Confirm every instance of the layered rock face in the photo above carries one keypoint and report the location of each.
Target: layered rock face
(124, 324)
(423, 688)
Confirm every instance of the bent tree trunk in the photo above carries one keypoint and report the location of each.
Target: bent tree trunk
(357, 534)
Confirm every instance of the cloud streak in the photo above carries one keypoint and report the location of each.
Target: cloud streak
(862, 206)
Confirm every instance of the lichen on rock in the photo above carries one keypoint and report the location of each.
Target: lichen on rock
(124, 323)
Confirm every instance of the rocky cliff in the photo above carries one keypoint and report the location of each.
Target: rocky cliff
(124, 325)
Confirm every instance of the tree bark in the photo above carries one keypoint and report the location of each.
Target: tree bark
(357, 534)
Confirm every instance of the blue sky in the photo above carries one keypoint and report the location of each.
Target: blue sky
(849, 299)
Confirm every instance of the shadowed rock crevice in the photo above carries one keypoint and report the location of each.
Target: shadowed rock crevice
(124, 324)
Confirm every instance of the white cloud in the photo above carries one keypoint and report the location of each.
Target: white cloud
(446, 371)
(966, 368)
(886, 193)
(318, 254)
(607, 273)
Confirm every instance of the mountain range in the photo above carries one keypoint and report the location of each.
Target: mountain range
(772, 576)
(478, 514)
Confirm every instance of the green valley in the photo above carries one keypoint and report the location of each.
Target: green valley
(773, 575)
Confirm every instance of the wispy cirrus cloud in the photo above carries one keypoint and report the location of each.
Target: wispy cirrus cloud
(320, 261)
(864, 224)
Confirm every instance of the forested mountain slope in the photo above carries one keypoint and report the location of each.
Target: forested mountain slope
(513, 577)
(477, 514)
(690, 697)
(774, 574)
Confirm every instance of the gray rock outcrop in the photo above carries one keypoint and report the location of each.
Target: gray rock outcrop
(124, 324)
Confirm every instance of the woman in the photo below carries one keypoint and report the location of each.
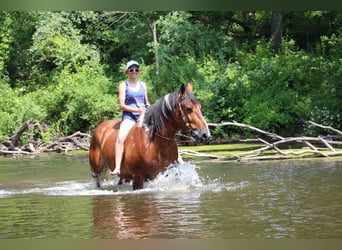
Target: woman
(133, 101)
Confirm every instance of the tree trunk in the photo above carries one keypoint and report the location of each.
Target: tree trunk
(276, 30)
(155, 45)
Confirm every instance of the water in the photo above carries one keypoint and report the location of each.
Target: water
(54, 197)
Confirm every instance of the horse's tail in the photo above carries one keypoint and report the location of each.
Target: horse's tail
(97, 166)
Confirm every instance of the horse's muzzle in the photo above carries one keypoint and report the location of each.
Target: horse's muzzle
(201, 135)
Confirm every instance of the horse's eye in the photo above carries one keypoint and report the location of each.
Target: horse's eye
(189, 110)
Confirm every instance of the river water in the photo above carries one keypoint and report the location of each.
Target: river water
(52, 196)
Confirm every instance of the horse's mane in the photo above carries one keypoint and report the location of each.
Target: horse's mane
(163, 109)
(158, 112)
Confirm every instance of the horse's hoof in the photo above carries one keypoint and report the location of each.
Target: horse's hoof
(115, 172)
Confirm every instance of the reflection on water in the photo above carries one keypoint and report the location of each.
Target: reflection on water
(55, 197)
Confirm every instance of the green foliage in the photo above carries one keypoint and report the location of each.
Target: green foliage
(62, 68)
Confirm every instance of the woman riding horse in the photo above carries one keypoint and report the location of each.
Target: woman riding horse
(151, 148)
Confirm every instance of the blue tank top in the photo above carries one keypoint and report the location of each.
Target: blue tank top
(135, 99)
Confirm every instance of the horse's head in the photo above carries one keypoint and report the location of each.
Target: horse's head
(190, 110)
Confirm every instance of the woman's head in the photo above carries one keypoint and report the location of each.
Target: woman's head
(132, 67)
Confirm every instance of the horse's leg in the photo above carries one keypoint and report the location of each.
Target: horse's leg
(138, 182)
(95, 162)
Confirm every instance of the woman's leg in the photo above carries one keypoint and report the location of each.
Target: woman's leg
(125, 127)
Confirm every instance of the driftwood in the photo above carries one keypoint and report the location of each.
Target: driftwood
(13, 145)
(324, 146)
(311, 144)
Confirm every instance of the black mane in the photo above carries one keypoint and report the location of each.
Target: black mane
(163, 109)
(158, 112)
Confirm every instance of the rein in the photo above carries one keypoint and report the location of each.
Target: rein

◇ ◇ ◇

Problem to solve:
Switch "photo" to "image" throughout all the records above, and write every line out again with nothing else altered. Do not include the pictures in your answer.

Solution to this problem:
Confirm every instance of the layered rock face in the image above carries one keypoint and report the location of each.
Target: layered rock face
(124, 324)
(423, 688)
Confirm every instance of the bent tree trunk in the image above carries one keypoint and report the location of each.
Target: bent tree trunk
(357, 534)
Confirm every instance of the cloud streak in the image above carries one keypoint and report the location of each.
Target: cloud streak
(862, 206)
Confirm every instance of the lichen on rock in the image above carries one keypoint and report the location of each.
Target: lichen on rock
(124, 323)
Confirm every instance of the rocky cliff in the image above carries one keypoint and report the location of each.
Target: rocky cliff
(124, 325)
Confirm every instance of the tree bark in the image above carries one keypoint and report the location of each.
Target: tree bark
(357, 534)
Confirm every instance of the blue sky in the image above carries one keypoint and report the location of each.
Target: blue sky
(849, 299)
Confirm every instance of the shadowed rock crevice in the image above carries one keypoint and report the location of each.
Target: shadowed rock crevice
(124, 324)
Confirm every instance of the white cloud in the image above carries one keypoint and report the location of each.
Target: white cloud
(446, 371)
(966, 368)
(886, 193)
(318, 254)
(607, 273)
Confirm every instance of the mountain range in the image above carries one keypoint and report the location of each.
Target: mountain range
(772, 576)
(478, 514)
Confirm every instance of the green valley in the image above carries one keypoint and report the location of each.
Target: green valley
(773, 575)
Confirm every instance of the wispy cirrus cloud in the image above carries one keypoint and report the location of each.
Target: wispy cirrus cloud
(320, 261)
(864, 224)
Confirm every instance of the forested mountain slope in the image above carries one keypoint and report the location of each.
Target: forested mountain slope
(513, 577)
(477, 514)
(690, 697)
(774, 574)
Confirm every instance of the gray rock outcrop in the image above carries one keypoint and report the location of each.
Target: gray rock outcrop
(124, 324)
Confirm every instance of the woman in the image below carries one keypoint and report the location of each.
Target: woman
(133, 101)
Confirm every instance of the tree trunk in the image above carries one keypoint and report the location of each.
Target: tree trunk
(276, 30)
(155, 45)
Confirm every instance of the water in the image above carries one keypoint and report the location of each.
Target: water
(54, 197)
Confirm every instance of the horse's tail in the image above carries one keypoint and report the location of each.
Target: horse's tail
(97, 166)
Confirm every instance of the horse's muzzle in the image above carries one keypoint and report the location of each.
Target: horse's muzzle
(201, 135)
Confirm every instance of the horse's eye in the image above carries one keypoint and report the location of each.
Target: horse's eye
(189, 110)
Confirm every instance of the river water in the image above carries one keypoint and report the location of each.
Target: river water
(52, 196)
Confirm every instance of the horse's mane in the image above carries one keypoint and report the location of each.
Target: horse's mane
(163, 109)
(158, 112)
Confirm every instance of the horse's hoof in the image above carries one keypoint and report the location of each.
Target: horse's hoof
(115, 172)
Confirm every instance of the reflection on water in the image above carries one keypoint and report the location of each.
Target: reflection on water
(55, 197)
Confirm every instance of the green foliage in the image above carries one keypoint and report the location of each.
Target: green foliage
(62, 68)
Confirm every instance of the woman riding horse in the image above carries one keypoint and report the location of each.
Target: woman riding horse
(151, 148)
Confirm every instance of the blue tank top in the image above carries one keypoint and report the location of each.
Target: blue tank top
(135, 99)
Confirm every instance of the horse's head in the image above carries one keypoint and report the location of each.
Target: horse's head
(190, 110)
Confirm every instance of the woman's head in the image above carries one keypoint and report the location of each.
Target: woman's head
(132, 67)
Confirm every instance of the horse's leg in the image above carries one keypoint and report the location of each.
Target: horse's leg
(138, 182)
(95, 162)
Confirm every instance of the woman's leg in the image above carries one keypoint and report the location of each.
Target: woman's leg
(125, 127)
Confirm every instance of the driftwood in the image above carries one keypoint and report the location of each.
Target: driftwood
(13, 145)
(324, 146)
(311, 144)
Confirm every instance of the black mane in the image above carries one keypoint and report the location of each.
Target: black mane
(163, 109)
(158, 112)
Confirm every instance of the rein in the image above carries one keypoint and report the location of each.
Target: rein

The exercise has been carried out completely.